Related articles |
---|
nuances of Copy Propagation? johnmce@world.std.com (1994-11-03) |
Re: nuances of Copy Propagation? c1venkat@watson.ibm.com (K.S. Venkatesh) (1994-11-09) |
Re: nuances of Copy Propagation? wjs@VNET.IBM.COM (William Schmidt) (1994-11-09) |
Re: nuances of Copy Propagation? joris@eunet.be (1994-11-06) |
nuances of Copy Propagation? (& Lambda Calculus) mark@omnifest.uwm.edu (1994-11-07) |
Re: nuances of Copy Propagation? davidm@Rational.COM (1994-11-08) |
Re: nuances of Copy Propagation? (& Lambda Calculus) steck@dcs.ed.ac.uk (Paul Steckler) (1994-11-11) |
[1 later articles] |
Newsgroups: | comp.compilers |
From: | johnmce@world.std.com (John McEnerney) |
Keywords: | optimize, question |
Organization: | The World Public Access UNIX, Brookline, MA |
Date: | Thu, 3 Nov 1994 05:57:13 GMT |
I'm implementing the Copy Propagation optimization as described in the
new Dragon Book, pp. 636-638, and I've run into an interesting problem
motivated by the following case:
y=x; z=y; x=3; w=z+100;
The dataflow computation tells me that I can propagate 'x' to 'z=y', and
that I can propagate 'y' to 'w=z+100', but obviously I can't eliminate
both 'y=x' and 'z=y' because of the assignment to x. So I can choose one
or the other:
z=x; x=3; w=z+100; -OR- y=x; x=3; w=y+100;
At the moment I've decided not to propagate copies to other copies, on
the assumption that that potentially invalidates the dataflow information.

| Data supplied |
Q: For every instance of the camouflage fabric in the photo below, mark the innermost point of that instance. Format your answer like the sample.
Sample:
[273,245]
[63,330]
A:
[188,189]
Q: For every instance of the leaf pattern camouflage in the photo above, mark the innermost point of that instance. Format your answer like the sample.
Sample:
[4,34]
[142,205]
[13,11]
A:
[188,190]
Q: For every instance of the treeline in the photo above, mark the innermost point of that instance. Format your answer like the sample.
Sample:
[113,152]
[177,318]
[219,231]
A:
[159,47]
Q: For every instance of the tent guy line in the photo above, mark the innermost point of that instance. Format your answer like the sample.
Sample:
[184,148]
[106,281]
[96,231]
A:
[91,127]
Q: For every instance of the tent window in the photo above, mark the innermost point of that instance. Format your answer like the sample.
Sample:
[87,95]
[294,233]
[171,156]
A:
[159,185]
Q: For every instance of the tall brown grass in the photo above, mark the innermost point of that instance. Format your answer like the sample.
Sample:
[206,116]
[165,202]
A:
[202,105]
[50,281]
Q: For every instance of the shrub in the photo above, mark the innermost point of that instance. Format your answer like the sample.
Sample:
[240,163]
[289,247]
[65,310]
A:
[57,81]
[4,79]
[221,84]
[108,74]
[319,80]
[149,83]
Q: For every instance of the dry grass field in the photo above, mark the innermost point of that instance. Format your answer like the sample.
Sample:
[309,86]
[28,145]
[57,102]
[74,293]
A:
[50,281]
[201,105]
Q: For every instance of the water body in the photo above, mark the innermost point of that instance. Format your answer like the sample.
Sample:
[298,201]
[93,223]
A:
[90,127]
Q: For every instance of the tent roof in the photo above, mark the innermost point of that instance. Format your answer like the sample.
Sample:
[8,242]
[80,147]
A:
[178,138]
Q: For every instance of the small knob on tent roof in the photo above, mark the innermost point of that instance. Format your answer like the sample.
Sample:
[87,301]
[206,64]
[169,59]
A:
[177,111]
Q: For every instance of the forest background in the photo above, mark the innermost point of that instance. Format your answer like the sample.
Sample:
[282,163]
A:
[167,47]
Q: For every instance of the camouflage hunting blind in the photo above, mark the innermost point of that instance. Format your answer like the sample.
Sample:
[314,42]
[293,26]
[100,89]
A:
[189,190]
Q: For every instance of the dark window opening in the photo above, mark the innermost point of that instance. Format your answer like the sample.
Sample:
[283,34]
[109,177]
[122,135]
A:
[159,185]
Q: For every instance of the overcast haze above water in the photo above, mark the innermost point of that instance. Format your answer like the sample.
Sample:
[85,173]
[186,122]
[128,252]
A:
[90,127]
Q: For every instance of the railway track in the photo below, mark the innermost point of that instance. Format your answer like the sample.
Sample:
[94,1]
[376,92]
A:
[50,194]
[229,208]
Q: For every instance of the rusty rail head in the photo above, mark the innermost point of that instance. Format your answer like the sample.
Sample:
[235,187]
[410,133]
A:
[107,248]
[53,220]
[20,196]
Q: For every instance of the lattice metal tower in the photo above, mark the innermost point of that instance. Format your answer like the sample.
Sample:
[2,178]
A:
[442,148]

| Problem set |
**A)** List every email address in the related articles section of the copy propagation post.
**B)** Translate this sentence from the copy propagation post into French: "At the moment I've decided not to propagate copies to other copies, on the assumption that that potentially invalidates the dataflow information."
**C)** Based on the copy propagation post, state whether each statement agrees with it. Answer yes or no, and quote the words that decide each one. (i) The author is implementing Copy Propagation as the new Dragon Book describes it. (ii) The author has chosen to propagate copies to other copies. (iii) The post is dated 3 November 1994.
The data above are separate from the copy propagation post.

| Solutions below |
**A)**
johnmce@world.std.com
c1venkat@watson.ibm.com
wjs@VNET.IBM.COM
joris@eunet.be
mark@omnifest.uwm.edu
davidm@Rational.COM
steck@dcs.ed.ac.uk

**B)** Pour l'instant, j'ai décidé de ne pas propager les copies vers d'autres copies, en partant du principe que cela risque d'invalider les informations de flux de données.

**C)**
(i) Yes: "as described in the new Dragon Book, pp. 636-638"
(ii) No: "I've decided not to propagate copies to other copies"
(iii) Yes: "Thu, 3 Nov 1994 05:57:13 GMT"